**Excerpt to read**
____

How small is the California prison population likely to become if Gov. Jerry Brown has his way? In three years, California's prison population would be 20 percent smaller.
When we chatted on the phone on the issue last week -- always an experience -- Brown sounded more like his old self, a left-wing talk-show host of the 1990s, than the tough-on-crime Oakland mayor and state attorney general who followed.
There are always two Jerry Browns. There's the talk-show Brown who likened American incarceration rates to "absolute oppression." A decade later, Attorney General Brown fought three federal judges, who ordered California to release 37,000 to 58,000 inmates to relieve overcrowding, because the judicial panel "does not recognize the imperatives of public safety, nor the challenges of incarcerating criminals, many of whom are deeply disturbed."
Now as governor, he has signed a bill to transfer some 37,000 inmates -- felons convicted of nonviolent, non-serious, non-sex crimes -- to local jurisdictions over three years. The move should save boatloads of money, as jail beds cost about half the $50,000 annual tab per state prison inmate. "Low-level offenders" also could be diverted to community programs, parole or home detention. Critics call it a get-out-of-jail-free card.
For the 47,000 inmates serving fewer than 90 days last year (they violated parole or have served a chunk of their time in jail), the current system makes no sense. As Brown noted, "all these damn lawsuits" require expensive medical, dental and psych evaluations whenever inmates are admitted, even for short stays.
Brown also argued that the U.S. Supreme Court could issue a ruling "any day" that forces the state to release inmates to relieve overcrowding as per the three judges -- an odd pronouncement from the state's erstwhile lawyer. I think he's wrong. Recent big-bench decisions have steamrolled over federal judges' intrusions into state justice policy.
As always happens, Brown is amazed that I don't see that his plan is "conservative." "This represents the best thinking of people in penology," he explains -- and an end to what he calls wasteful "$50,000 scholarships."

____

**Provided material**
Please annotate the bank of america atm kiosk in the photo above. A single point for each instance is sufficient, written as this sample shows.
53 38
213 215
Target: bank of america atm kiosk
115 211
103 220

____

**Problems to work on**
**1)** From the column on California's prison population, copy the passage from "For the 47,000" up to and including "for short stays." word for word.
**2)** Name every role or office that the column on California's prison population says Jerry Brown has held.

**Answers to the problems**
**1)**
For the 47,000 inmates serving fewer than 90 days last year (they violated parole or have served a chunk of their time in jail), the current system makes no sense. As Brown noted, "all these damn lawsuits" require expensive medical, dental and psych evaluations whenever inmates are admitted, even for short stays.

**2)**
- Talk-show host (in the 1990s)
- Oakland mayor
- State attorney general
- Governor